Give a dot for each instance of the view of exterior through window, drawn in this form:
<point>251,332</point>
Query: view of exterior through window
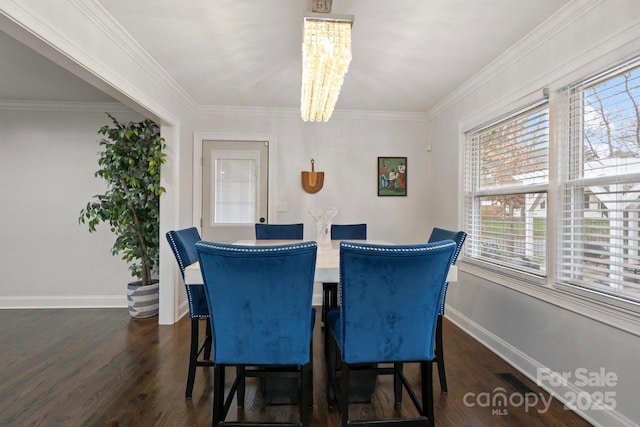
<point>601,199</point>
<point>597,209</point>
<point>506,207</point>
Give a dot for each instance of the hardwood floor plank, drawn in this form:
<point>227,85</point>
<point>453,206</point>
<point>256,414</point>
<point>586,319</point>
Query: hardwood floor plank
<point>99,367</point>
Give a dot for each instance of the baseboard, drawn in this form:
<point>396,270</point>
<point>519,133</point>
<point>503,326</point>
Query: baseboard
<point>43,302</point>
<point>565,392</point>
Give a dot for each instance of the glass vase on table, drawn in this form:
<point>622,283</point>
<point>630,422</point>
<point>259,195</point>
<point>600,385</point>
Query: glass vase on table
<point>323,218</point>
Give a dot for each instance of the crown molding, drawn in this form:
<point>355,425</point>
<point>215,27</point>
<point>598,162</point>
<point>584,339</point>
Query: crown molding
<point>568,14</point>
<point>295,113</point>
<point>66,106</point>
<point>85,62</point>
<point>95,12</point>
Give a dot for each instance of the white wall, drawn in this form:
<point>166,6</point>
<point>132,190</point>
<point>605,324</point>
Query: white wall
<point>47,162</point>
<point>346,149</point>
<point>539,331</point>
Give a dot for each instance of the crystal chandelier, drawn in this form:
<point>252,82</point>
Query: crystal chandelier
<point>326,54</point>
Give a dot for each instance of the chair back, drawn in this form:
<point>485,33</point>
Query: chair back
<point>439,234</point>
<point>390,296</point>
<point>183,245</point>
<point>260,300</point>
<point>279,231</point>
<point>349,231</point>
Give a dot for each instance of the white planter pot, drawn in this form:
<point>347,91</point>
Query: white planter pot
<point>143,300</point>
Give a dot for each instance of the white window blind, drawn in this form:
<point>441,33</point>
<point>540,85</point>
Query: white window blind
<point>235,199</point>
<point>506,180</point>
<point>599,246</point>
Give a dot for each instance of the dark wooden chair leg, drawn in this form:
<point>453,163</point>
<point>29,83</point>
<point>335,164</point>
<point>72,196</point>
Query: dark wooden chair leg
<point>397,383</point>
<point>427,391</point>
<point>193,358</point>
<point>241,385</point>
<point>305,388</point>
<point>207,343</point>
<point>440,356</point>
<point>218,395</point>
<point>344,395</point>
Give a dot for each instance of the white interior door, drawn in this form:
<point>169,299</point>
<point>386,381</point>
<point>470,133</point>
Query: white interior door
<point>235,189</point>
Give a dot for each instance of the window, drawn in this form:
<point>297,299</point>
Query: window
<point>591,190</point>
<point>507,175</point>
<point>234,200</point>
<point>599,246</point>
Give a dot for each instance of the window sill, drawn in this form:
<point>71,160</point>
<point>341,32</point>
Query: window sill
<point>595,307</point>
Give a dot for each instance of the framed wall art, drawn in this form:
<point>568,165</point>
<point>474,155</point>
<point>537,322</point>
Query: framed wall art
<point>392,176</point>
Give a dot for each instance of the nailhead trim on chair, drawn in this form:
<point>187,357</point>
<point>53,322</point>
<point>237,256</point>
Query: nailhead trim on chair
<point>251,249</point>
<point>182,267</point>
<point>381,248</point>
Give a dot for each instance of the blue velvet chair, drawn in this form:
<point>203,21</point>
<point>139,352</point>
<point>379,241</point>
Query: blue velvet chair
<point>390,297</point>
<point>261,315</point>
<point>279,231</point>
<point>438,234</point>
<point>183,244</point>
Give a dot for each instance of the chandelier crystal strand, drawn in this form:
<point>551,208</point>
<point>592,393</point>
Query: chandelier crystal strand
<point>326,55</point>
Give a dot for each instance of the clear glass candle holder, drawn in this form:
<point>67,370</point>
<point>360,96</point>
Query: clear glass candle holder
<point>323,218</point>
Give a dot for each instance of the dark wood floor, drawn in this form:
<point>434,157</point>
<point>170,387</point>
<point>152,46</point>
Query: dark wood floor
<point>97,367</point>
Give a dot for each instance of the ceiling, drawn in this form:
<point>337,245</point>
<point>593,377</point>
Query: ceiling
<point>407,54</point>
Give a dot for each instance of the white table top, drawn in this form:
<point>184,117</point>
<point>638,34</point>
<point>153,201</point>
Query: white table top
<point>327,262</point>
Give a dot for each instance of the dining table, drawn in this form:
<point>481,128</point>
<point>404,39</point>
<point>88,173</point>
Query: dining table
<point>327,277</point>
<point>327,262</point>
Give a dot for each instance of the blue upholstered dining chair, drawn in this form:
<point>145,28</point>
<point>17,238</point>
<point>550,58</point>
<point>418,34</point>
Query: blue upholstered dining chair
<point>279,231</point>
<point>183,244</point>
<point>390,298</point>
<point>262,320</point>
<point>438,234</point>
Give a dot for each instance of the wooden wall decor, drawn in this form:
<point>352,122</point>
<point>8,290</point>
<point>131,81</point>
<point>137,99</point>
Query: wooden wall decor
<point>312,181</point>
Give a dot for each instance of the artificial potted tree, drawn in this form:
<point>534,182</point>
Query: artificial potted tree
<point>130,163</point>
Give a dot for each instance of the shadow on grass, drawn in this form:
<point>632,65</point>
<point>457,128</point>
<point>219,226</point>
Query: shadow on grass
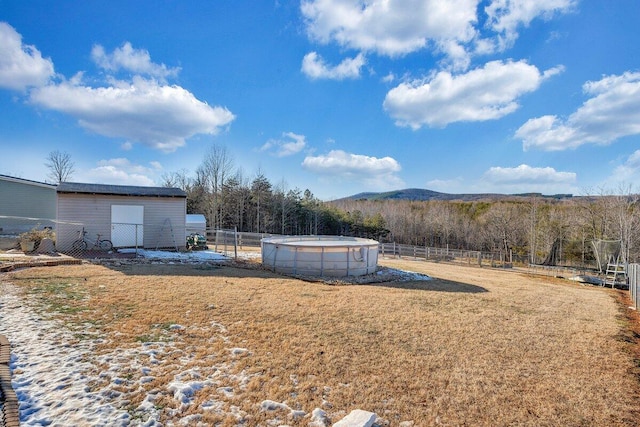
<point>433,285</point>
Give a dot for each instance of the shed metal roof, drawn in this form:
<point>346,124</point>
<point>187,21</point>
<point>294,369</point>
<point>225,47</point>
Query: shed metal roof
<point>26,181</point>
<point>119,190</point>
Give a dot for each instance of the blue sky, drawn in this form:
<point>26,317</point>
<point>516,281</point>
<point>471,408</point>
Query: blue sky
<point>334,96</point>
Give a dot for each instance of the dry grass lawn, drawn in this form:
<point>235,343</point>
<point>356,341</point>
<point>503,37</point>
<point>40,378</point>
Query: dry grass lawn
<point>476,347</point>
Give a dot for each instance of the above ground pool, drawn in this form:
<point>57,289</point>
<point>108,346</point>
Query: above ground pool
<point>333,256</point>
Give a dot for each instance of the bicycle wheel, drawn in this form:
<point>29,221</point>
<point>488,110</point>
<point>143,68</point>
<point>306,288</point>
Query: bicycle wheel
<point>106,245</point>
<point>79,245</point>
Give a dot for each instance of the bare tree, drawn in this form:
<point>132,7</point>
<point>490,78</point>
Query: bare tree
<point>60,166</point>
<point>217,167</point>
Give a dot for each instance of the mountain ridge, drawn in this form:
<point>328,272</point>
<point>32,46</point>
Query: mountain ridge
<point>420,194</point>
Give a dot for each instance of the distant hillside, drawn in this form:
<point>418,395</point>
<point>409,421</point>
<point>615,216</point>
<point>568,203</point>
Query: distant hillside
<point>419,194</point>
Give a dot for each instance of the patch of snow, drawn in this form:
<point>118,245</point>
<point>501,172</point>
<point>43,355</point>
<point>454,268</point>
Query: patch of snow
<point>206,255</point>
<point>318,418</point>
<point>357,418</point>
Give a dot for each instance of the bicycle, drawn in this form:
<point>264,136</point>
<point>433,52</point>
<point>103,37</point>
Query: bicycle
<point>82,243</point>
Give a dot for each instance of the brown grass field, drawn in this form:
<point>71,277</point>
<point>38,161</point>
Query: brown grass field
<point>473,347</point>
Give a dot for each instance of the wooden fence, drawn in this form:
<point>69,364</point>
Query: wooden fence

________________

→ Work required:
Retype every row above without changing anything, but leave the pictures out of your copy.

→ Task solution:
Give a dot for each instance of the view of exterior through window, drawn in this form:
<point>251,332</point>
Query: view of exterior through window
<point>601,199</point>
<point>597,209</point>
<point>506,207</point>
Give a dot for each instance of the hardwood floor plank, drawn in this form:
<point>227,85</point>
<point>453,206</point>
<point>256,414</point>
<point>586,319</point>
Query: hardwood floor plank
<point>99,367</point>
Give a dot for each instance of the baseboard, drawn in this form:
<point>396,270</point>
<point>519,133</point>
<point>503,326</point>
Query: baseboard
<point>43,302</point>
<point>565,392</point>
Give a dot for each instance of the glass vase on table, drawn in this form:
<point>622,283</point>
<point>630,422</point>
<point>259,195</point>
<point>600,385</point>
Query: glass vase on table
<point>323,218</point>
Give a dot for each instance of the crown molding, drawn in this form:
<point>355,425</point>
<point>215,27</point>
<point>598,162</point>
<point>584,339</point>
Query: crown molding
<point>568,14</point>
<point>295,113</point>
<point>66,106</point>
<point>85,62</point>
<point>95,12</point>
Give a dot for each instance of the white wall, drawn in this form:
<point>166,6</point>
<point>132,190</point>
<point>605,324</point>
Query: white wall
<point>47,162</point>
<point>346,149</point>
<point>539,331</point>
Give a dot for each instance of the crystal chandelier, drawn in this form:
<point>252,82</point>
Query: crystal chandelier
<point>326,54</point>
Give a dot for each instance of the chair back, drawn in this form:
<point>485,33</point>
Query: chair back
<point>439,234</point>
<point>390,296</point>
<point>183,245</point>
<point>260,300</point>
<point>279,231</point>
<point>349,231</point>
Give a dot for each instance of the white planter pot, drawn in this form:
<point>347,91</point>
Query: white planter pot
<point>143,300</point>
Give a dot for each instance of the white window blind, drawn in this form:
<point>441,33</point>
<point>540,85</point>
Query: white window blind
<point>235,199</point>
<point>506,180</point>
<point>599,246</point>
Give a dot for each instance of the dark wooden chair leg, drawn in this form:
<point>453,163</point>
<point>29,83</point>
<point>335,164</point>
<point>72,196</point>
Query: dark wooden chair leg
<point>397,383</point>
<point>427,391</point>
<point>193,358</point>
<point>241,385</point>
<point>305,388</point>
<point>207,343</point>
<point>440,356</point>
<point>218,395</point>
<point>344,395</point>
Give a dot for each instance of the white interior door, drawn in this form:
<point>169,299</point>
<point>386,381</point>
<point>470,133</point>
Query: white interior door
<point>235,189</point>
Give a dot for each instance of the window, drawn in this form:
<point>297,299</point>
Query: window
<point>591,190</point>
<point>507,175</point>
<point>234,200</point>
<point>599,246</point>
Give a dot for each instance of the window sill, drawn in this form:
<point>71,160</point>
<point>341,32</point>
Query: window sill
<point>595,307</point>
Give a dot for each instance of the framed wall art, drawn in this form:
<point>568,165</point>
<point>474,155</point>
<point>537,322</point>
Query: framed wall art
<point>392,176</point>
Give a dot for each instance of the nailhead trim on chair, drawn in this form:
<point>187,357</point>
<point>53,322</point>
<point>237,256</point>
Query: nailhead trim on chair
<point>251,249</point>
<point>182,267</point>
<point>381,248</point>
Give a dot for each instance of the blue velvet chair, drawn in this form:
<point>203,21</point>
<point>139,352</point>
<point>379,241</point>
Query: blue velvet chair
<point>390,297</point>
<point>261,315</point>
<point>279,231</point>
<point>438,234</point>
<point>183,244</point>
Give a dot for each instance of the chandelier crystal strand, drawn in this form:
<point>551,208</point>
<point>592,393</point>
Query: chandelier crystal strand
<point>326,55</point>
Give a dot for each instance of the clear glass candle holder, drawn in this form:
<point>67,370</point>
<point>360,96</point>
Query: clear glass candle holder
<point>323,218</point>
Give a dot for each instance of the dark wood floor, drawn in this form:
<point>434,157</point>
<point>170,387</point>
<point>152,46</point>
Query: dark wood floor
<point>97,367</point>
Give a dot for each instance of the ceiling, drawn in this form:
<point>337,245</point>
<point>593,377</point>
Query: ceiling
<point>407,54</point>
Give a dot for each instance of the white table top, drawn in this form:
<point>184,117</point>
<point>638,34</point>
<point>153,201</point>
Query: white table top
<point>327,262</point>
Give a dot for each instance of the dining table, drawn in this form:
<point>481,128</point>
<point>404,39</point>
<point>88,173</point>
Query: dining table
<point>327,277</point>
<point>327,262</point>
Give a dot for each instance of the blue upholstered dining chair, drawn in this form:
<point>145,28</point>
<point>17,238</point>
<point>550,58</point>
<point>418,34</point>
Query: blue upholstered dining chair
<point>279,231</point>
<point>183,244</point>
<point>390,298</point>
<point>262,320</point>
<point>438,234</point>
Give a dot for each instance of the wooden wall decor, drawn in this form:
<point>352,122</point>
<point>8,290</point>
<point>131,81</point>
<point>137,99</point>
Query: wooden wall decor
<point>312,181</point>
Give a dot for each instance of the artificial potted tree, drawn in this form:
<point>534,182</point>
Query: artificial potted tree
<point>130,163</point>
Give a dot for each instance of the shadow on grass, drawn in this form:
<point>632,65</point>
<point>457,128</point>
<point>219,226</point>
Query: shadow on grass
<point>433,285</point>
Give a dot for each instance of the shed metal roof, drawn in this form:
<point>346,124</point>
<point>187,21</point>
<point>294,369</point>
<point>225,47</point>
Query: shed metal roof
<point>26,181</point>
<point>119,190</point>
Give a dot for each instance of the blue sky, drawn in this form:
<point>26,317</point>
<point>516,281</point>
<point>471,408</point>
Query: blue sky
<point>334,96</point>
Give a dot for each instance of the dry grass lawn, drawn in this form:
<point>235,343</point>
<point>356,341</point>
<point>503,37</point>
<point>40,378</point>
Query: dry grass lawn
<point>476,347</point>
Give a dot for each instance of the above ground pool, drawn in this form:
<point>57,289</point>
<point>108,346</point>
Query: above ground pool
<point>333,256</point>
Give a dot for each instance of the bicycle wheel, drawn in this form:
<point>29,221</point>
<point>488,110</point>
<point>143,68</point>
<point>306,288</point>
Query: bicycle wheel
<point>106,245</point>
<point>79,245</point>
Give a dot for each instance of the bare tree, drawn in this form:
<point>132,7</point>
<point>490,78</point>
Query: bare tree
<point>60,166</point>
<point>217,167</point>
Give a dot for each instance of the mountain ridge, drawn in this form:
<point>328,272</point>
<point>32,46</point>
Query: mountain ridge
<point>420,194</point>
Give a dot for each instance of the distant hillside, drawn in this form:
<point>418,395</point>
<point>409,421</point>
<point>615,216</point>
<point>568,203</point>
Query: distant hillside
<point>419,194</point>
Give a dot for each instance of the patch of snow, drawn in this form:
<point>118,245</point>
<point>501,172</point>
<point>43,355</point>
<point>454,268</point>
Query: patch of snow
<point>206,255</point>
<point>318,418</point>
<point>357,418</point>
Give a dot for each instance of the bicycle, drawn in this form:
<point>264,136</point>
<point>433,52</point>
<point>103,37</point>
Query: bicycle
<point>82,243</point>
Give a dot for each instance of the brown grass field, drawn in this form:
<point>71,277</point>
<point>38,161</point>
Query: brown grass field
<point>473,347</point>
Give a dot for each instance of the wooden fence, drawn in this form:
<point>69,364</point>
Query: wooden fence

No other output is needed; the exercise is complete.